= Beginning of Section =

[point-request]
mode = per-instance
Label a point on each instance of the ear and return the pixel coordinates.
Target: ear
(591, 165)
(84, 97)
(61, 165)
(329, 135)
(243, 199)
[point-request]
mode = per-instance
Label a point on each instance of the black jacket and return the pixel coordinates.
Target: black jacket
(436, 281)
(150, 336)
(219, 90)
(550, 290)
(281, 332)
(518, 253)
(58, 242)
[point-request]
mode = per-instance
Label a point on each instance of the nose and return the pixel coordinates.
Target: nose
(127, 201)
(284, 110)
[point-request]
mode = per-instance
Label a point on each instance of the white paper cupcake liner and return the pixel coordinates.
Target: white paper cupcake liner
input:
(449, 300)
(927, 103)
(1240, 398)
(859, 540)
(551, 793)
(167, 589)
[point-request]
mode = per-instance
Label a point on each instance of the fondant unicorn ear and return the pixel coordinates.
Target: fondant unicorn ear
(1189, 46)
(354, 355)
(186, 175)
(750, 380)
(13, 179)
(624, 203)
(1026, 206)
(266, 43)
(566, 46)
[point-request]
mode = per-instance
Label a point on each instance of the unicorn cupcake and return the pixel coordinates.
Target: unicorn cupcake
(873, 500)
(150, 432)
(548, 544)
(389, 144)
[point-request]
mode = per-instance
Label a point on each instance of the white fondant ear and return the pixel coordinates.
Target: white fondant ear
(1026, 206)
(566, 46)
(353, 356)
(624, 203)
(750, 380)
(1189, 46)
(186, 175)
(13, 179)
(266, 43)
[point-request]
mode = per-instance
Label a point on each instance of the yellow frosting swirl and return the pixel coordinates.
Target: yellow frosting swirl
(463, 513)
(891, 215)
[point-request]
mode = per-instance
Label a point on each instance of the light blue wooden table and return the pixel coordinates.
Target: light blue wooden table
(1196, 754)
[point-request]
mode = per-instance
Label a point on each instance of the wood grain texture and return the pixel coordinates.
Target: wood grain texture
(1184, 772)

= End of Section =

The reply should hold only the lines from the top of the records through the line that has "Label a point on each instance of the black", each one exact.

[point-request]
mode = per-instance
Label a point on each instance of the ear and return the pixel coordinates.
Target: ear
(591, 165)
(84, 97)
(61, 165)
(329, 135)
(243, 199)
[point-request]
mode = per-instance
Label a point on each instance of the black jacket and return the pixel coordinates.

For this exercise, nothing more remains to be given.